### CONSIGNE 1
Recopiez à l'identique les lignes des enregistrements, en commençant à la ligne qui contient « Drop a point on every instance of the shrub, written » et en terminant à la fin des enregistrements, ces deux bornes comprises.

### TEXTE À LIRE
Si l’or et l’argent ne sont pas toute la richesse, que sont-ils donc ? Qu’est-ce que les métaux précieux, et quelle est la nature de leurs fonctions ? Que faut-il entendre par le numéraire, par la monnaie ? On a déjà pris bien de la peine pour répondre à toutes ces questions ; il n’y a guère d’écrivain, en économie politique, qui ne leur ait consacré une bonne partie de ses efforts. Et cependant mon opinion n’est pas qu’on soit encore parvenu à les résoudre d’une manière complètement satisfaisante. Il y a, selon moi, quelque chose à faire pour arriver à des solutions nettes et précises sur ces différentes questions.

Et d’abord on a très souvent raisonné comme si les métaux précieux ne remplissaient qu’une seule et unique fonction. On a presque toujours confondu le numéraire et la monnaie, oubliant que si la société a besoin d’une marchandise intermédiaire pour faciliter l’échange et le commerce, elle réclame tout aussi vivement un terme de comparaison pour mesurer la valeur, et pour se rendre compte de la richesse sociale. Cette première erreur, assez générale parmi les économistes, a dû en entraîner plusieurs autres. On sent qu’après l’arvoir commise, il n’était plus possible de se faire une juste idée de l’importance des métaux précieux, et du double rôle qu’ils sont appelés à jouer en économie politique.

### CONSIGNE 2
Restituez mot pour mot le passage du texte sur les métaux précieux qui commence par « Et d’abord on » et se termine par « en économie politique. ».

### DONNÉES DE TRAVAIL

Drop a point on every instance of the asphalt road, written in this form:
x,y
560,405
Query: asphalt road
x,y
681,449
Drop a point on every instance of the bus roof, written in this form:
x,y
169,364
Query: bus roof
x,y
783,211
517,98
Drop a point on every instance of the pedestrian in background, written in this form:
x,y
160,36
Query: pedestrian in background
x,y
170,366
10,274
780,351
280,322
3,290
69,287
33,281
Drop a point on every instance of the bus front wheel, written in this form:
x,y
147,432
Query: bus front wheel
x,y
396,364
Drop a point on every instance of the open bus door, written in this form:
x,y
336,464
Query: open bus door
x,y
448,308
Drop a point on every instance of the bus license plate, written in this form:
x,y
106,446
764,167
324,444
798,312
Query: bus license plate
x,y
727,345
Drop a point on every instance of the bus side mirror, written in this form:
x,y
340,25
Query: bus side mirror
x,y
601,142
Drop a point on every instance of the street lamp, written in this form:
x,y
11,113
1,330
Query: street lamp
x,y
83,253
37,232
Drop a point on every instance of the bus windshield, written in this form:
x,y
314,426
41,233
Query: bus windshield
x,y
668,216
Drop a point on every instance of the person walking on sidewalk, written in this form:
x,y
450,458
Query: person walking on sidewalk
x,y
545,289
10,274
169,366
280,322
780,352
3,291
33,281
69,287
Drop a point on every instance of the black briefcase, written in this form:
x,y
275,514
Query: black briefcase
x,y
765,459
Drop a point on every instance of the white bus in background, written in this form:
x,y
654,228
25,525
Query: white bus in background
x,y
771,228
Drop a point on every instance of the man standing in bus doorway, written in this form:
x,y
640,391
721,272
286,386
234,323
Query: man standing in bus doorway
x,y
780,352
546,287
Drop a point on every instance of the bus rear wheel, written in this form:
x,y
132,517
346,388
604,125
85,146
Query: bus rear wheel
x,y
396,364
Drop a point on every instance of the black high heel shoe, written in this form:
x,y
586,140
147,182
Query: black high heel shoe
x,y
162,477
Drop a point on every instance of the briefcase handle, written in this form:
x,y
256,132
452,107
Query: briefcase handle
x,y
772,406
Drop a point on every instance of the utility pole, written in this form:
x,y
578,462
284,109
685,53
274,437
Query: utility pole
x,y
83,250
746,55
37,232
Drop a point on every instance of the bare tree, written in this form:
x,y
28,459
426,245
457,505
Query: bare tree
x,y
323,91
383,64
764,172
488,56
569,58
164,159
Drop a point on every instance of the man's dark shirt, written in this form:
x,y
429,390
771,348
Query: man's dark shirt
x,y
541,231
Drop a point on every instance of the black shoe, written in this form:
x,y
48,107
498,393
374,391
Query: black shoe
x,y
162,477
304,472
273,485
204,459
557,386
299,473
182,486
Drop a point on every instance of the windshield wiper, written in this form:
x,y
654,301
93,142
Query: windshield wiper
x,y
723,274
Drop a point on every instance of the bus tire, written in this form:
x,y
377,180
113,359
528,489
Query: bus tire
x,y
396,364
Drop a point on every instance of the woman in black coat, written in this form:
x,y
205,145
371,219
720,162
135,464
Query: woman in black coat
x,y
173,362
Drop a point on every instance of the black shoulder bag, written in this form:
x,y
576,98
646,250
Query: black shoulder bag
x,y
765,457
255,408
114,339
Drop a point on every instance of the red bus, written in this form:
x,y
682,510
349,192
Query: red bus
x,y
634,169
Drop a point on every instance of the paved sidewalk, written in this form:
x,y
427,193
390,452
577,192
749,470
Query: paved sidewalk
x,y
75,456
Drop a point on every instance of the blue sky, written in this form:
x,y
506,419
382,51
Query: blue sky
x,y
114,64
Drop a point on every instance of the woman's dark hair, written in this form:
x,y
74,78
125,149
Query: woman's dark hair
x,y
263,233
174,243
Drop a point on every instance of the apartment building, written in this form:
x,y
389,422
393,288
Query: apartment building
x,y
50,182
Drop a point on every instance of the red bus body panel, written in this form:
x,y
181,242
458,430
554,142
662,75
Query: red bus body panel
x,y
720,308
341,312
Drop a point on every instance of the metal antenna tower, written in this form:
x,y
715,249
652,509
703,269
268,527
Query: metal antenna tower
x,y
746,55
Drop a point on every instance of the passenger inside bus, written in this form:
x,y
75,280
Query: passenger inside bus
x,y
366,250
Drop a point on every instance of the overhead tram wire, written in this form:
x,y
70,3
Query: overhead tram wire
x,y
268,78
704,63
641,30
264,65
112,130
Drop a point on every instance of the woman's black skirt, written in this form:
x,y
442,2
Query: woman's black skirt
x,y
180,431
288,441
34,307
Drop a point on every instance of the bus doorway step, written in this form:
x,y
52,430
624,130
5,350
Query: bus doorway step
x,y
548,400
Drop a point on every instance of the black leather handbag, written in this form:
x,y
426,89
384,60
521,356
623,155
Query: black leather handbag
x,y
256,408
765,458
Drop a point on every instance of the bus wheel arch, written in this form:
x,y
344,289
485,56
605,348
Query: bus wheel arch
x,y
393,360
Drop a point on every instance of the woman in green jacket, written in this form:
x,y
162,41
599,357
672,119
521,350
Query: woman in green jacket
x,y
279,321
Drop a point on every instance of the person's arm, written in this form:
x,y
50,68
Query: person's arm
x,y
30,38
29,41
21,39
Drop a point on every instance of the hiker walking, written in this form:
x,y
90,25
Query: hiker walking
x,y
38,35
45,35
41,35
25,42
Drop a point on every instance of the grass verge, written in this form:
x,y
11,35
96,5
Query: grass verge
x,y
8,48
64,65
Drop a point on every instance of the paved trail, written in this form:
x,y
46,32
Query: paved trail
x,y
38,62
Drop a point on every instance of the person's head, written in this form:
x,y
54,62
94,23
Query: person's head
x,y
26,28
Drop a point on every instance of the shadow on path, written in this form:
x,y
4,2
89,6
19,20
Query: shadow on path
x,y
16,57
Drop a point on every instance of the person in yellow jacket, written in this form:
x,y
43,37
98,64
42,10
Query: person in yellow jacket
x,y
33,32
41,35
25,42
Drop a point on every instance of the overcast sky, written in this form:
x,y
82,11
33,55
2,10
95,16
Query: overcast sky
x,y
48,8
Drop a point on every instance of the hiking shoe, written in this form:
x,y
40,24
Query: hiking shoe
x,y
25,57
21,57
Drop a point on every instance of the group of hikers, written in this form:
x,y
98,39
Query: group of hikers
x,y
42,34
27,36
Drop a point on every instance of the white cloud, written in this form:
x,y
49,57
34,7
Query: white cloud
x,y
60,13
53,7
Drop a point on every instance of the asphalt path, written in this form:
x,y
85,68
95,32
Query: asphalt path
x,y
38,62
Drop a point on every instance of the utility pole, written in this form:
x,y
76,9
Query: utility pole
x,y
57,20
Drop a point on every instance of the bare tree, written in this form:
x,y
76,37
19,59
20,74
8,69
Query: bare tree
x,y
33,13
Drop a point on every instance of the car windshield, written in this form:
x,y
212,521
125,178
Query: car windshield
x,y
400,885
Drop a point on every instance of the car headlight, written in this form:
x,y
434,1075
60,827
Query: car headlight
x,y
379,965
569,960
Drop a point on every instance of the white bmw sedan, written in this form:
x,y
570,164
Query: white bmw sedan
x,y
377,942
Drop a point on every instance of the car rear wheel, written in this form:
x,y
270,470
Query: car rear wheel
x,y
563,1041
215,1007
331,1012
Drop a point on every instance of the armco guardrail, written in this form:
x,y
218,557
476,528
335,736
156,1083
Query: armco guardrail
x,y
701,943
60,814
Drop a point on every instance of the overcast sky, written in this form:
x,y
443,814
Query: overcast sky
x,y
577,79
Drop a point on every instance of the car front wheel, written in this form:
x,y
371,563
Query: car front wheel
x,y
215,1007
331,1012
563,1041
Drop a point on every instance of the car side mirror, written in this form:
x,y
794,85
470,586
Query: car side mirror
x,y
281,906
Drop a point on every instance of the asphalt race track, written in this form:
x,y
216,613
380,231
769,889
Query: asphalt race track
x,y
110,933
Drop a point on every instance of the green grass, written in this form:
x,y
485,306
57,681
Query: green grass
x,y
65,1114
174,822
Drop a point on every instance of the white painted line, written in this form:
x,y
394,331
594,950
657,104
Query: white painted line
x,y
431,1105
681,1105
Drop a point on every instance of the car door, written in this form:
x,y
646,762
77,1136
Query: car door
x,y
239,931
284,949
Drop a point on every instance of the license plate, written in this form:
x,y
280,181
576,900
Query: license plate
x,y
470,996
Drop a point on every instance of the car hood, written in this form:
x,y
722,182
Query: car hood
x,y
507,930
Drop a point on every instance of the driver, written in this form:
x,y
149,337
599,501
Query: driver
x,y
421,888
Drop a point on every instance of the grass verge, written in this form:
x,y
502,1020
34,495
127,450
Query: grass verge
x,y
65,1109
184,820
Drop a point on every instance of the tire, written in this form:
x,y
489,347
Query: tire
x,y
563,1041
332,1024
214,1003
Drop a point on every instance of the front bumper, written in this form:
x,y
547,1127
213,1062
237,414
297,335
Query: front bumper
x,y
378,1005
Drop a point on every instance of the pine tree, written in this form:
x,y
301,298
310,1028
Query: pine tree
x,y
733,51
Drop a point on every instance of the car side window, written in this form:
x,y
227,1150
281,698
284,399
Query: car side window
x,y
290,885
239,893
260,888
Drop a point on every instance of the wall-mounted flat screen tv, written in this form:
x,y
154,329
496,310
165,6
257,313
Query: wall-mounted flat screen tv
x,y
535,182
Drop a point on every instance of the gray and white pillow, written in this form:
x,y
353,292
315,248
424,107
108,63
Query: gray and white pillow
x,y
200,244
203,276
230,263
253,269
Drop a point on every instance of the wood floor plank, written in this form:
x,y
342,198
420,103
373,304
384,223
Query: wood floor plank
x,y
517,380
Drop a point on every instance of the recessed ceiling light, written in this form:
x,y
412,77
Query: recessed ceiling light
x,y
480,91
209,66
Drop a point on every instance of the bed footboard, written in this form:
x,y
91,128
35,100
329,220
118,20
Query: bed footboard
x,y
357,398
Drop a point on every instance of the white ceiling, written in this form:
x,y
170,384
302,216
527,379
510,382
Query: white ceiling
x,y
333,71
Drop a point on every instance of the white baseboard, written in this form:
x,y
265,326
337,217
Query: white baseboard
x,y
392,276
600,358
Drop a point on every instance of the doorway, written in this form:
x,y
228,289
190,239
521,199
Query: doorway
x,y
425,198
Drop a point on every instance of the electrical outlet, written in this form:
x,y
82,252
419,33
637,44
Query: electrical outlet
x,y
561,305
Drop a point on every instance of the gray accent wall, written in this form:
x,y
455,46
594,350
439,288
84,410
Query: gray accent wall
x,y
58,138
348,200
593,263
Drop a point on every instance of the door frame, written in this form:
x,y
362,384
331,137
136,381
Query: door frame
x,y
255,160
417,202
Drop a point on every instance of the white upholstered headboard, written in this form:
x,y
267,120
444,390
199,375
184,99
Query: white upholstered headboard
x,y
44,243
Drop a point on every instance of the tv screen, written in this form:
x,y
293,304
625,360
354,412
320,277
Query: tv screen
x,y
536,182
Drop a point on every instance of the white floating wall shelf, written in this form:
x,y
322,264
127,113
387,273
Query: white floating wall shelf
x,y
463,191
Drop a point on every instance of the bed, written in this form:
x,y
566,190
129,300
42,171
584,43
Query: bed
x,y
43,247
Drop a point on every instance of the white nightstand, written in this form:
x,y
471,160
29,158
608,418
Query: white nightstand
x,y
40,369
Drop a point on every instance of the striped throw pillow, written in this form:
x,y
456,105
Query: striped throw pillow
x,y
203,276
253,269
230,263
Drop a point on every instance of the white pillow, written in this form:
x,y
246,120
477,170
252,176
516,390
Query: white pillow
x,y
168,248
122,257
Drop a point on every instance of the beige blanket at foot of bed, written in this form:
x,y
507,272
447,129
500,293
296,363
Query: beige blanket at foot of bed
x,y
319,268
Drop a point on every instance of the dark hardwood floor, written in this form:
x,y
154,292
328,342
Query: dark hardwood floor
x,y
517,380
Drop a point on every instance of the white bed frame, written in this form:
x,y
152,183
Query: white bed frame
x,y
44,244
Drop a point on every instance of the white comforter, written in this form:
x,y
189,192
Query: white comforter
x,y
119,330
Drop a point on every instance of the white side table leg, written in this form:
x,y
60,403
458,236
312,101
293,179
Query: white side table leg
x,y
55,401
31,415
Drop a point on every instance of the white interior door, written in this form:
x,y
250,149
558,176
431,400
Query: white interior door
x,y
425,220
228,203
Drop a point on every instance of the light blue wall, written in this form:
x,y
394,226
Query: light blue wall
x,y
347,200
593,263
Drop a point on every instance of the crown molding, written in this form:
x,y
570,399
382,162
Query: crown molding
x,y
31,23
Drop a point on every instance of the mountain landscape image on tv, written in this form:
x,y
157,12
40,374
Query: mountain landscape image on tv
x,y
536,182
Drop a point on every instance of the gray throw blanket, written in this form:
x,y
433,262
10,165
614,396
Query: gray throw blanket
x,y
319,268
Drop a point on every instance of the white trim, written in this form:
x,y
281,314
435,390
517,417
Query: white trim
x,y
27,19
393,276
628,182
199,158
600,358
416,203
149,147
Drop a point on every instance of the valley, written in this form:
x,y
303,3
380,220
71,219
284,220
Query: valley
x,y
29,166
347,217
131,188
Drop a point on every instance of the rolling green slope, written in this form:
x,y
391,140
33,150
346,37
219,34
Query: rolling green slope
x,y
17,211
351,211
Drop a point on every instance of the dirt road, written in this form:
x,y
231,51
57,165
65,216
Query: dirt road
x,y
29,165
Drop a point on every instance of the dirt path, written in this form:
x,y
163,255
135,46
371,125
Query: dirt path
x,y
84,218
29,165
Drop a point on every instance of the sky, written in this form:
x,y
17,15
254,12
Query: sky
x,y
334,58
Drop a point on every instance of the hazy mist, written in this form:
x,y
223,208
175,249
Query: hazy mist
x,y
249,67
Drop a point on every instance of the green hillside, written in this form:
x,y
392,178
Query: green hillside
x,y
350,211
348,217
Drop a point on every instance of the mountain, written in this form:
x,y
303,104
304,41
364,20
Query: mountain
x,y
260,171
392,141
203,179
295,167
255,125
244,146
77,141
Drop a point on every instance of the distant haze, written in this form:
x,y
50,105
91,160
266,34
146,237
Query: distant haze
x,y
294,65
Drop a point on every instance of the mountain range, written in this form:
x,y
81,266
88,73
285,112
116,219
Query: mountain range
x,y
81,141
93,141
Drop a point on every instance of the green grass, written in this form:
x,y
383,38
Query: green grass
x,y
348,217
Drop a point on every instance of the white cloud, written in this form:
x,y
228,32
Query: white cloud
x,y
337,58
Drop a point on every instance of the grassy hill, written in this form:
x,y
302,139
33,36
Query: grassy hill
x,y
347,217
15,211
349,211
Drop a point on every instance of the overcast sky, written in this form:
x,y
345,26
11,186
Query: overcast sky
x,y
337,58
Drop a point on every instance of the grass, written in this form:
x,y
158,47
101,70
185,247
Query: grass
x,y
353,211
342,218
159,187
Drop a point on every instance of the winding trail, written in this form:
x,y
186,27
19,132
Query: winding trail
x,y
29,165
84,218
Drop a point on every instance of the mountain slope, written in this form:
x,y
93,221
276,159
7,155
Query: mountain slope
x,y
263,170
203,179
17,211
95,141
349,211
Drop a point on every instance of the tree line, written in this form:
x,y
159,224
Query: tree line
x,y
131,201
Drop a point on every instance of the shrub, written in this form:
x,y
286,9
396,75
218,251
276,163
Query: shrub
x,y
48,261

### RÉSULTAT 1
Drop a point on every instance of the shrub, written in this form:
x,y
286,9
396,75
218,251
276,163
Query: shrub
x,y
48,261

### RÉSULTAT 2
Et d’abord on a très souvent raisonné comme si les métaux précieux ne remplissaient qu’une seule et unique fonction. On a presque toujours confondu le numéraire et la monnaie, oubliant que si la société a besoin d’une marchandise intermédiaire pour faciliter l’échange et le commerce, elle réclame tout aussi vivement un terme de comparaison pour mesurer la valeur, et pour se rendre compte de la richesse sociale. Cette première erreur, assez générale parmi les économistes, a dû en entraîner plusieurs autres. On sent qu’après l’arvoir commise, il n’était plus possible de se faire une juste idée de l’importance des métaux précieux, et du double rôle qu’ils sont appelés à jouer en économie politique.